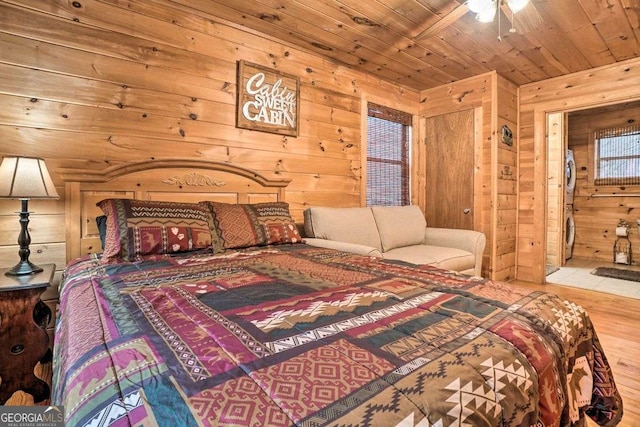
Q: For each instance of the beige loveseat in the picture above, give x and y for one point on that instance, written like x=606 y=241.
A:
x=394 y=232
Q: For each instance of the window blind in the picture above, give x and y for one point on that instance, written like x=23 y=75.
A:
x=388 y=142
x=618 y=156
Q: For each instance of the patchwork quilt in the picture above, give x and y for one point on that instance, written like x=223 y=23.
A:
x=296 y=335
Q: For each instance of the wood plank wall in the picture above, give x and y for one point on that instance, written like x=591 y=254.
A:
x=555 y=190
x=596 y=217
x=597 y=87
x=496 y=103
x=93 y=83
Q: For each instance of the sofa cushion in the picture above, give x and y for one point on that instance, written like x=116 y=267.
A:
x=439 y=256
x=351 y=225
x=399 y=226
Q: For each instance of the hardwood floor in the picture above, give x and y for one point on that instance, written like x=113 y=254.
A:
x=617 y=323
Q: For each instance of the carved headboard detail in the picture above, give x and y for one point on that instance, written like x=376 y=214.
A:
x=184 y=180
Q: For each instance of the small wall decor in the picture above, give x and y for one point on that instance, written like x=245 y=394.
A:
x=507 y=135
x=622 y=246
x=268 y=100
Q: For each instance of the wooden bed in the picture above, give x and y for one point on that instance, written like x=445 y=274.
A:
x=280 y=333
x=182 y=180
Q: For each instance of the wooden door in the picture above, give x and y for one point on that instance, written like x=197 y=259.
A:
x=449 y=148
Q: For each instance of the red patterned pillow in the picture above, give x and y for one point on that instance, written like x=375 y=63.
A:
x=142 y=227
x=245 y=225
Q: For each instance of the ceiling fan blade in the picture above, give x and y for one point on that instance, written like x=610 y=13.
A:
x=447 y=20
x=526 y=20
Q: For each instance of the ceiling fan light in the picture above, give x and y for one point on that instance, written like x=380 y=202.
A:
x=487 y=14
x=517 y=5
x=476 y=6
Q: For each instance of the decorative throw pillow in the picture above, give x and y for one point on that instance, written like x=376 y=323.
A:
x=245 y=225
x=142 y=227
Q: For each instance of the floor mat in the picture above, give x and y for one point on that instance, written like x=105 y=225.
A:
x=617 y=273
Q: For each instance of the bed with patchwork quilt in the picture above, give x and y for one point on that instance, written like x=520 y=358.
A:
x=290 y=334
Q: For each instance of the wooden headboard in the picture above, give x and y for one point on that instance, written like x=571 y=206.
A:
x=182 y=180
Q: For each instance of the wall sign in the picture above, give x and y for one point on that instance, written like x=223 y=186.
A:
x=268 y=100
x=507 y=135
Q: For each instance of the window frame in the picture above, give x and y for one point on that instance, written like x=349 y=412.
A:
x=594 y=150
x=406 y=120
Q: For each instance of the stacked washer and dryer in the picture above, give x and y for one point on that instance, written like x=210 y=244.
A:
x=570 y=227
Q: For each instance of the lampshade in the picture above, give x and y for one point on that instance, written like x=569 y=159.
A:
x=25 y=178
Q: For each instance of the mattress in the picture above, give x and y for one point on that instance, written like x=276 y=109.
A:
x=299 y=335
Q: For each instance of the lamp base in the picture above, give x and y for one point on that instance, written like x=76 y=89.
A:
x=23 y=268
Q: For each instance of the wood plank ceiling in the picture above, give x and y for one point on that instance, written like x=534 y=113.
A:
x=386 y=38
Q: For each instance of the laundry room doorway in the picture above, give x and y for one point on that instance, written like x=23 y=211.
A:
x=560 y=186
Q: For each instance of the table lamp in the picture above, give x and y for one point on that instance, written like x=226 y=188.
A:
x=25 y=178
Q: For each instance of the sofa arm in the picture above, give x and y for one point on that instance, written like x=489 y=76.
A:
x=467 y=240
x=353 y=248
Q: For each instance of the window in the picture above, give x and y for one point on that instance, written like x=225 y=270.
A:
x=388 y=142
x=618 y=156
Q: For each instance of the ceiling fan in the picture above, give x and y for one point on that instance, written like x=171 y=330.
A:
x=486 y=11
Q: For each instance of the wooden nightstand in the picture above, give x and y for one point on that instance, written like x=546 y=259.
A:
x=23 y=337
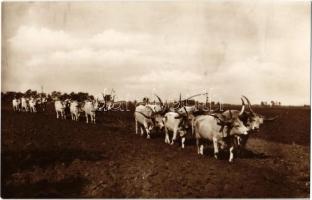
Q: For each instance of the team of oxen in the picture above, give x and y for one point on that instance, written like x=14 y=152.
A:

────

Challenge -
Express every row above as a JSON list of strings, one string per line, with blank lines dropped. Leave the pictures out.

Response below -
[
  "Q: For each instance of the beige loveseat in the picture above, give x and y for one point on that instance, written like x=606 y=241.",
  "A:",
  "x=394 y=232",
  "Q: For each instance of the window blind in the picture above, give x and y for one point on that instance, written like x=23 y=75.",
  "A:",
  "x=388 y=142",
  "x=618 y=156",
  "Q: For each instance of the patchwork quilt in the picture above, give x and y for one point on that instance, written like x=223 y=23.",
  "A:",
  "x=296 y=335",
  "Q: For each instance of the wood plank wall in the picture above, give x and y for one point on that instance, written like x=591 y=254.",
  "A:",
  "x=555 y=190",
  "x=596 y=217",
  "x=597 y=87",
  "x=496 y=103",
  "x=93 y=83",
  "Q: For each instance of the sofa cushion in the picture above, give x and y for one point on that instance, written like x=116 y=267.",
  "A:",
  "x=439 y=256",
  "x=351 y=225",
  "x=399 y=226",
  "Q: For each instance of the hardwood floor in the picture above, give x and y for one point on that instance, written like x=113 y=254.",
  "A:",
  "x=617 y=323",
  "Q: For each instance of the carved headboard detail in the picture above, give x and y for one point on that instance, written like x=376 y=214.",
  "A:",
  "x=184 y=180",
  "Q: For each instance of the small wall decor in the picture above, give x and y for one point on that instance, written like x=245 y=394.",
  "A:",
  "x=507 y=135",
  "x=622 y=246",
  "x=268 y=100",
  "Q: For each instance of the wooden bed in the picture above, give x and y for one point on that instance, written like x=445 y=274.",
  "A:",
  "x=280 y=333",
  "x=182 y=180",
  "Q: For each instance of the wooden door in the picture above, give x and y for one point on that instance, written like x=197 y=259.",
  "A:",
  "x=449 y=148",
  "Q: For each instance of the red patterned pillow in the picture above, give x and y for one point on that instance, written like x=375 y=63.",
  "A:",
  "x=142 y=227",
  "x=245 y=225",
  "Q: For each instance of the ceiling fan blade in the picture above, give x and y for one point on that instance, written like x=610 y=13.",
  "A:",
  "x=447 y=20",
  "x=526 y=20",
  "Q: For each instance of the ceiling fan light in the picture above, give x and y for one point on that instance, written like x=380 y=202.",
  "A:",
  "x=487 y=14",
  "x=517 y=5",
  "x=476 y=6",
  "Q: For each instance of the decorative throw pillow in the picture above, give x and y for one point on that instance, written like x=376 y=323.",
  "A:",
  "x=245 y=225",
  "x=142 y=227",
  "Q: For each instance of the floor mat in the picture above, give x and y for one point on that instance, written like x=105 y=225.",
  "A:",
  "x=617 y=273",
  "Q: For each instance of the bed with patchwork quilt in the picture above, give x and y for one point on that instance, written like x=520 y=358.",
  "A:",
  "x=290 y=334",
  "Q: For each instance of the wooden headboard in the picture above, give x and y for one point on that instance, written like x=571 y=206.",
  "A:",
  "x=182 y=180",
  "Q: For each instance of the wall sign in the picture above, give x and y for one point on that instance, written like x=223 y=186.",
  "A:",
  "x=268 y=100",
  "x=507 y=135",
  "Q: For each instance of the window frame in the picture above, give x and y for one point on that instance, written like x=349 y=412.",
  "A:",
  "x=594 y=150",
  "x=406 y=120",
  "Q: For each instance of the stacked washer and dryer in the picture above, give x and y for one point on that instance, written like x=210 y=244.",
  "A:",
  "x=570 y=227",
  "Q: For each instance of the lampshade in the picture above, give x and y for one point on that instance, written like x=569 y=159.",
  "A:",
  "x=25 y=178",
  "Q: For each instance of the mattress in the picture above, give x and y for one point on that instance, written like x=276 y=109.",
  "A:",
  "x=299 y=335",
  "Q: For each instance of the lamp base in the picture above, give x and y for one point on that instance, written like x=76 y=89.",
  "A:",
  "x=23 y=268",
  "Q: For each instance of the wood plank ceiling in the picture above, give x and y for one point on that instance, written like x=534 y=113.",
  "A:",
  "x=386 y=38",
  "Q: For each instance of the laundry room doorway in the picture above, give x and y for one point on that instance, written like x=23 y=211.",
  "A:",
  "x=560 y=186",
  "Q: For each instance of the table lamp in the picture above, give x and y for one point on that instance, written like x=226 y=188.",
  "A:",
  "x=25 y=178",
  "Q: For each instance of the sofa arm in the picture above, give x and y for one point on that instance, written like x=489 y=76.",
  "A:",
  "x=467 y=240",
  "x=353 y=248",
  "Q: For each instance of the window in the picture above, give x and y for one point on that instance, written like x=225 y=270.",
  "A:",
  "x=388 y=142",
  "x=618 y=156",
  "Q: For each instance of the ceiling fan in the picture above, give x and y for one point on that instance, written like x=171 y=330.",
  "A:",
  "x=486 y=11",
  "Q: For each instance of the wooden nightstand in the picture above, give x and y for one point on that instance, written like x=546 y=259.",
  "A:",
  "x=23 y=337",
  "Q: For each instance of the team of oxen in the picture above, give x and y for one point on that instance, written like x=14 y=152.",
  "A:"
]